THE EXERCISE :: Starting at the first line of the items and ending at the line that contains "(1134, 423)", format those lines as a Markdown table with the columns No. and Entry. Number each line and skip any blank ones.

EXERCISE MATERIAL ::
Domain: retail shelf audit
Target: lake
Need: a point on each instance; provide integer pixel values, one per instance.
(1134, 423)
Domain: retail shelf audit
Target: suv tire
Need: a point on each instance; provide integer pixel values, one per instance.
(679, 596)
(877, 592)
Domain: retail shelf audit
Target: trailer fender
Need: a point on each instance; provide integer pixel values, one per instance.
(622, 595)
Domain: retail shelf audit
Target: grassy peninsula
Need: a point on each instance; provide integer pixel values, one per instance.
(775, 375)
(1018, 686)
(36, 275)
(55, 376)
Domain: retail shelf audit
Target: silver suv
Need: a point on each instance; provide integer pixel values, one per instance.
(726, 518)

RIGHT ANSWER ::
| No. | Entry |
|---|---|
| 1 | Domain: retail shelf audit |
| 2 | Target: lake |
| 3 | Need: a point on each instance; provide integer pixel values, one per instance. |
| 4 | (1134, 423) |